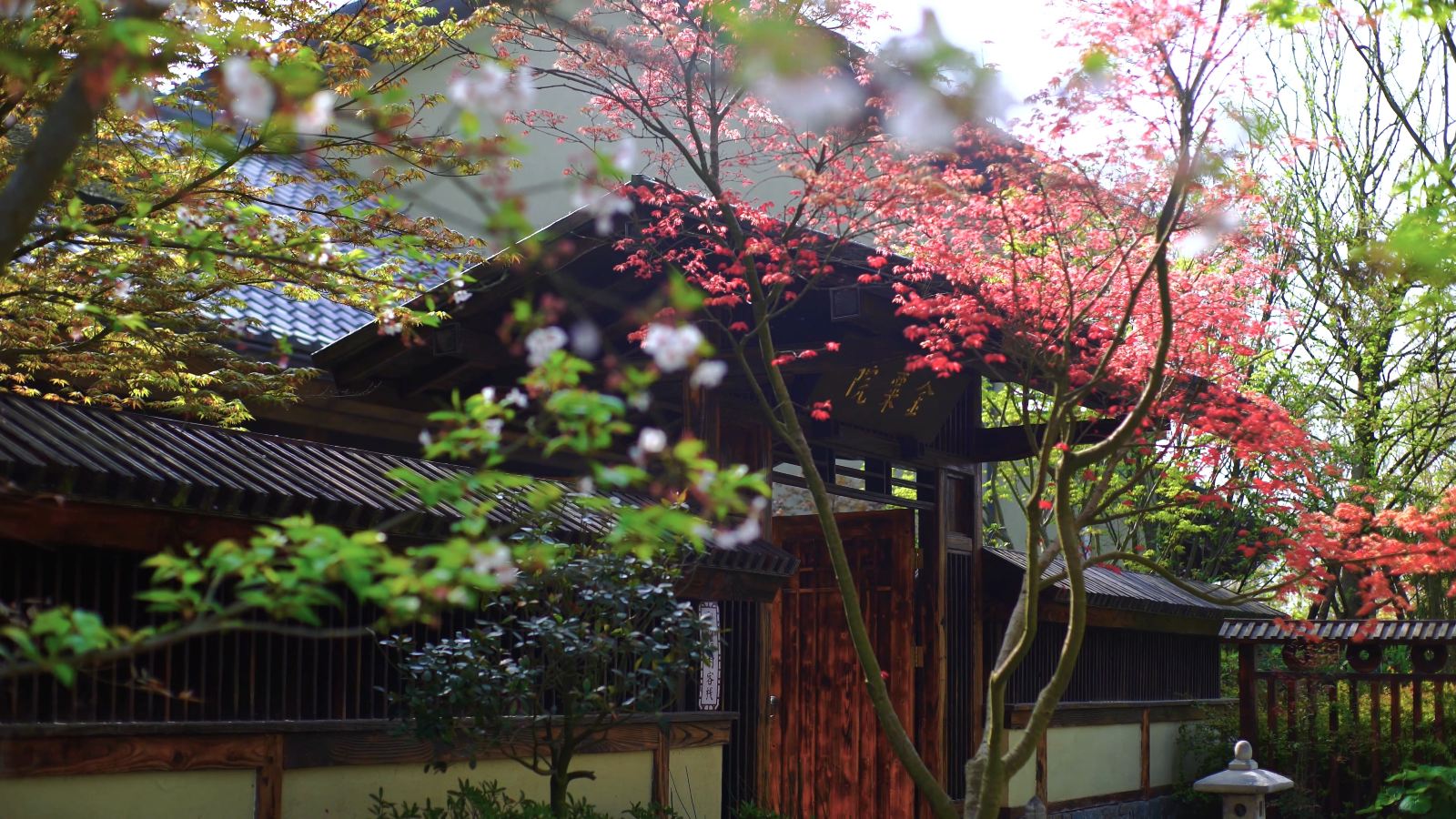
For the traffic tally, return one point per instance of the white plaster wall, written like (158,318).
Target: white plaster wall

==

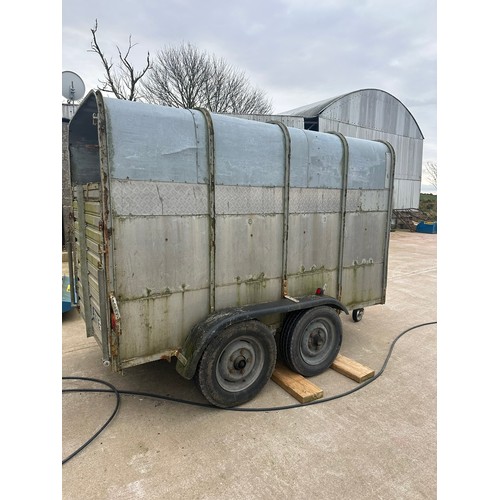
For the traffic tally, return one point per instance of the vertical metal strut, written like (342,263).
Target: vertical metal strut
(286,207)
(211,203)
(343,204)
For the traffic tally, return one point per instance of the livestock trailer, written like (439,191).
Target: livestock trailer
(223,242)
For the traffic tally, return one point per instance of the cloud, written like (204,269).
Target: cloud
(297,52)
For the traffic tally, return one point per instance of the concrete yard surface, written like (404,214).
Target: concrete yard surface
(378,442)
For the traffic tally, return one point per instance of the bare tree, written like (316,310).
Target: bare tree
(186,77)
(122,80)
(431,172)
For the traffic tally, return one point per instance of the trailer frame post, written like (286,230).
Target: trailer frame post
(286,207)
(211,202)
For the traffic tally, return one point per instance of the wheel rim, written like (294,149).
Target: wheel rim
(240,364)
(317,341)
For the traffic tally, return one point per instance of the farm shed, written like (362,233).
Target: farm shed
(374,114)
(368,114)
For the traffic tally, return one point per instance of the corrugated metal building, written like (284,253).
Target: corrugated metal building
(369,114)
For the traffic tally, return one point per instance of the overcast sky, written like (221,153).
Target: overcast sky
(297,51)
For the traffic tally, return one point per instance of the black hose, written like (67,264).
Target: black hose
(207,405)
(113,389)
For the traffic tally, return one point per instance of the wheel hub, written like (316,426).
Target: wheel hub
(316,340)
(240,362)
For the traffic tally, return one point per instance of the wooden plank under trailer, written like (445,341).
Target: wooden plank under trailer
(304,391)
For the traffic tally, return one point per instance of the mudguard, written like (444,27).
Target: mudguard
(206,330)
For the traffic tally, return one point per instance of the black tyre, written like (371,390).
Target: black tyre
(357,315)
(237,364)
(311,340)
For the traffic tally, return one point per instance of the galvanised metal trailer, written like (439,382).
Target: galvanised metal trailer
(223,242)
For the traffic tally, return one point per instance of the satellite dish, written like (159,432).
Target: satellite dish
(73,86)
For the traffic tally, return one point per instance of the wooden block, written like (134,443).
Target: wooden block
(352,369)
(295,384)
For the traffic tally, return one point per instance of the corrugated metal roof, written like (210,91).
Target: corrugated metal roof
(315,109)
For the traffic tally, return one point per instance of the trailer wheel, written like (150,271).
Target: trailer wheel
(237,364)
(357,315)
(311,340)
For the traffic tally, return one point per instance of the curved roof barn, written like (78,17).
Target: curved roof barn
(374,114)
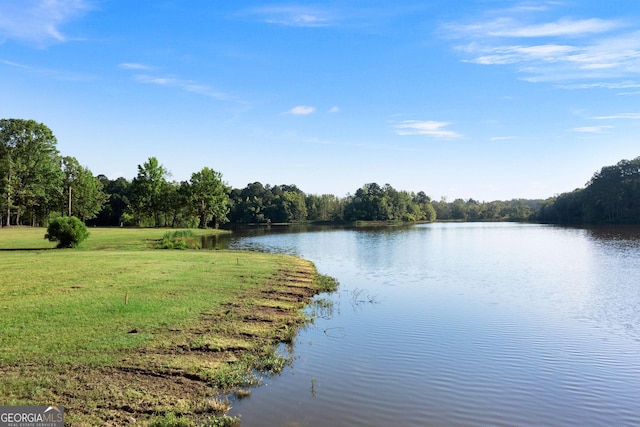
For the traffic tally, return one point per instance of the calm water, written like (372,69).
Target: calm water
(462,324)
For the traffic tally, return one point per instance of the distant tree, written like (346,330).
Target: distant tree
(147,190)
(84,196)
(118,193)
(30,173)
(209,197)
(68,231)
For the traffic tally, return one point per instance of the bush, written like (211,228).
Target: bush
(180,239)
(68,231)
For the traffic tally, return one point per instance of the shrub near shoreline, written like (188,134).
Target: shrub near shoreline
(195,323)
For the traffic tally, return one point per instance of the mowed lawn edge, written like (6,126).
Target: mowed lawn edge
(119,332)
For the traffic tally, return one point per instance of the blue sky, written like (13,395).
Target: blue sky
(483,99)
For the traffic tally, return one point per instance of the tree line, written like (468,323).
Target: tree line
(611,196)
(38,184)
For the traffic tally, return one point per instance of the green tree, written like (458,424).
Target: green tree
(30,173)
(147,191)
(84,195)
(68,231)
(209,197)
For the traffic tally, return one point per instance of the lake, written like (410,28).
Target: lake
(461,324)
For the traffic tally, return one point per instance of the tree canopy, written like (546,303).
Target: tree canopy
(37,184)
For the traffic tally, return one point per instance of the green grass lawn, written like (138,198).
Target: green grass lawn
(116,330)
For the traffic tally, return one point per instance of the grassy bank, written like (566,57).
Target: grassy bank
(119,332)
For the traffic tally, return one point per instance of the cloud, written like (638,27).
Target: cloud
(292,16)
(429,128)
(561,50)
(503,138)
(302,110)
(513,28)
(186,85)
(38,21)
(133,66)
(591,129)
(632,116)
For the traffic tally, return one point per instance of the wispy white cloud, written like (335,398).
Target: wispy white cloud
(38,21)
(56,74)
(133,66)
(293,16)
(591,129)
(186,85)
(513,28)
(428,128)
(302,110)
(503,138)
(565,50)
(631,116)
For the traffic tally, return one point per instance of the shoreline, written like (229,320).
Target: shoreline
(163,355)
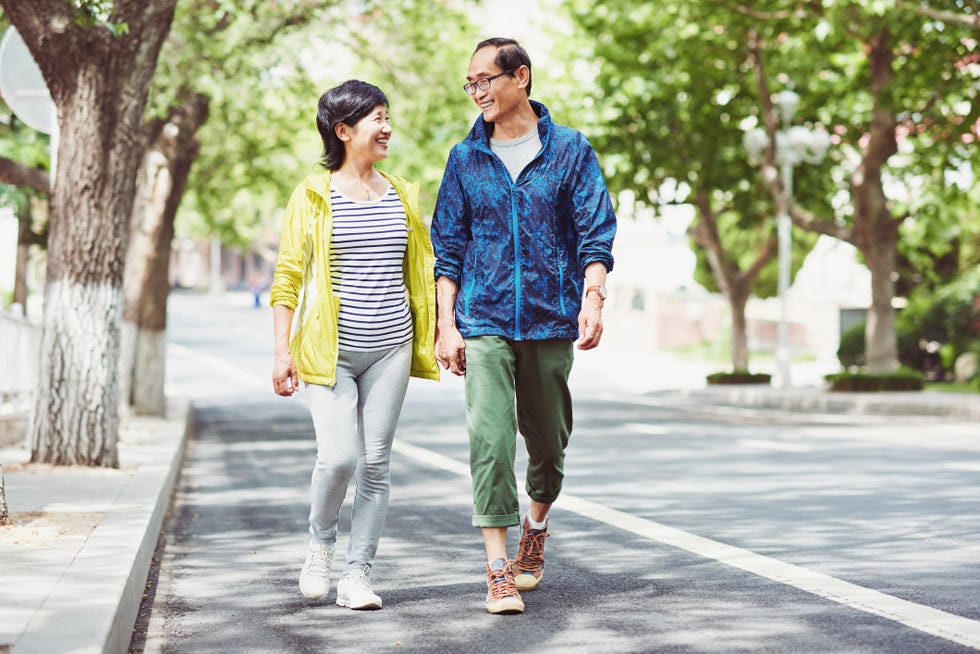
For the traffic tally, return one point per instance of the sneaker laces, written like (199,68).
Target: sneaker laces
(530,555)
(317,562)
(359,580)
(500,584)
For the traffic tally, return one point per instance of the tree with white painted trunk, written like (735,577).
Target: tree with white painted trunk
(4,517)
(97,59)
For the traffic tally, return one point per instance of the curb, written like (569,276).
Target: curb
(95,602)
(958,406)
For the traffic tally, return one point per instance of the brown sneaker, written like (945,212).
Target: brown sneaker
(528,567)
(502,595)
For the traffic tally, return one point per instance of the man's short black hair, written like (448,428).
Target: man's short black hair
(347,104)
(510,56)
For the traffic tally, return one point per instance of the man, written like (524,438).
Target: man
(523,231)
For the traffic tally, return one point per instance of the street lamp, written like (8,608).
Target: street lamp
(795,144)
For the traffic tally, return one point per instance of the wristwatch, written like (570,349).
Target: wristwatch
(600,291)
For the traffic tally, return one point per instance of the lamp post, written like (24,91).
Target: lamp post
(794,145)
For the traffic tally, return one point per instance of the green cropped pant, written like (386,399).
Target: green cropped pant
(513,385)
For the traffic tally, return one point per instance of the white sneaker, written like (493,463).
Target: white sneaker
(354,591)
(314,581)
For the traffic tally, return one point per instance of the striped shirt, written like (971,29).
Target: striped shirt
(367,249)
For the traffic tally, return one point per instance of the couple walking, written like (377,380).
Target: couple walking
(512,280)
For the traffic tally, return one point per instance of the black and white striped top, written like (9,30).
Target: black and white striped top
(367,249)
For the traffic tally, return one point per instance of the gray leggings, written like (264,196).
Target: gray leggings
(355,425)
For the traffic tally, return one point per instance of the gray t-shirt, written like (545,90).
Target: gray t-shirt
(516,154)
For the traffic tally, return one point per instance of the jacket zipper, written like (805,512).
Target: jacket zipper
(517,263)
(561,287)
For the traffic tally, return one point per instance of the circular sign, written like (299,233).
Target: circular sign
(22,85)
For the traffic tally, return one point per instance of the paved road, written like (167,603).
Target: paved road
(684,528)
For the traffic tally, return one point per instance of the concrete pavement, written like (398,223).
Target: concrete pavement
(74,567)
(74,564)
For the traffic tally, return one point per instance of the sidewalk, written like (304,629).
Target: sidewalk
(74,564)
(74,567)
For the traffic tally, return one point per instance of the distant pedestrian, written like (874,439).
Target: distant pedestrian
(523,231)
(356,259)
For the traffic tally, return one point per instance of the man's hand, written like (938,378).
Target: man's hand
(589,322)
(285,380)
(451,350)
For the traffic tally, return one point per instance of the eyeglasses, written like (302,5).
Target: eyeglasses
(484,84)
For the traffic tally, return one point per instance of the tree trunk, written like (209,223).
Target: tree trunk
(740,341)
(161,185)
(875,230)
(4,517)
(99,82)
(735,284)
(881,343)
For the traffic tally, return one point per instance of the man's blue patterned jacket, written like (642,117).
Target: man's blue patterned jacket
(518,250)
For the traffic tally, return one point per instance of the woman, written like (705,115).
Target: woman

...

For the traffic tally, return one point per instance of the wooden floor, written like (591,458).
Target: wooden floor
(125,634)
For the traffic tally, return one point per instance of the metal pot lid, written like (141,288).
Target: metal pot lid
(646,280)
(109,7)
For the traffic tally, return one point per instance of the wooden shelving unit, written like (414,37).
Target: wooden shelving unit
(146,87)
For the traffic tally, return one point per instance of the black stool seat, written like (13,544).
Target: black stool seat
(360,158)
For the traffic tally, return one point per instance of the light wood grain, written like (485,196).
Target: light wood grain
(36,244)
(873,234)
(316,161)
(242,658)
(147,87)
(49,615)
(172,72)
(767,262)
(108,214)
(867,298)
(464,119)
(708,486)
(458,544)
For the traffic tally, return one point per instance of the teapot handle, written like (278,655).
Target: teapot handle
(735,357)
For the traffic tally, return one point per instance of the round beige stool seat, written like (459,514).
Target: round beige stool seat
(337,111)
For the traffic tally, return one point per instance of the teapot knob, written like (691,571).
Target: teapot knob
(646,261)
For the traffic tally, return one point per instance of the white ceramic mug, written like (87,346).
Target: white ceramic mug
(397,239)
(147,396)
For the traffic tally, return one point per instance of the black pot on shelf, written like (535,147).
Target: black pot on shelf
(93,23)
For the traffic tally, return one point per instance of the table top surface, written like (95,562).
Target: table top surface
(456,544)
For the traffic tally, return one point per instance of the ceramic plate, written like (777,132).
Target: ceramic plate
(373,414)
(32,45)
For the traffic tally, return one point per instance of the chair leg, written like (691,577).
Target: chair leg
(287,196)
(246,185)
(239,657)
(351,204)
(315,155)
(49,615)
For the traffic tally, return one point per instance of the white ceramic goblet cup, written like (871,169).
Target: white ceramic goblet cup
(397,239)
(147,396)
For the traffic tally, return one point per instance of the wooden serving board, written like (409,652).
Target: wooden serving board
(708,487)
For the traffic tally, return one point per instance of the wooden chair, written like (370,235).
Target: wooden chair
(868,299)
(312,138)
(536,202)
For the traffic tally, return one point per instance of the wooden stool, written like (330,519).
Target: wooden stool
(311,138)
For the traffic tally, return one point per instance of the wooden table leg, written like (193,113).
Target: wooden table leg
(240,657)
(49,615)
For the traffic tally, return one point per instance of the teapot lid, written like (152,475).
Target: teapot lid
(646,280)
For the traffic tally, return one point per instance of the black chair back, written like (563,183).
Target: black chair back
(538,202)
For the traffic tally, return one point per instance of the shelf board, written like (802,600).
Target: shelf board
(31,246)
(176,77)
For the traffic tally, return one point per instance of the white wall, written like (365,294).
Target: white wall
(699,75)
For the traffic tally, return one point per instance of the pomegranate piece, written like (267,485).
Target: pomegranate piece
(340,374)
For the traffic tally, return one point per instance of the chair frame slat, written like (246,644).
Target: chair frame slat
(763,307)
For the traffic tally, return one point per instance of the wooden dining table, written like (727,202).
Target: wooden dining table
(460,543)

● **Task directions**: Count the lines in the items above that contain the string "bush", treating uppercase and lowercase as different. Give only the number.

● **Exercise solution**: 2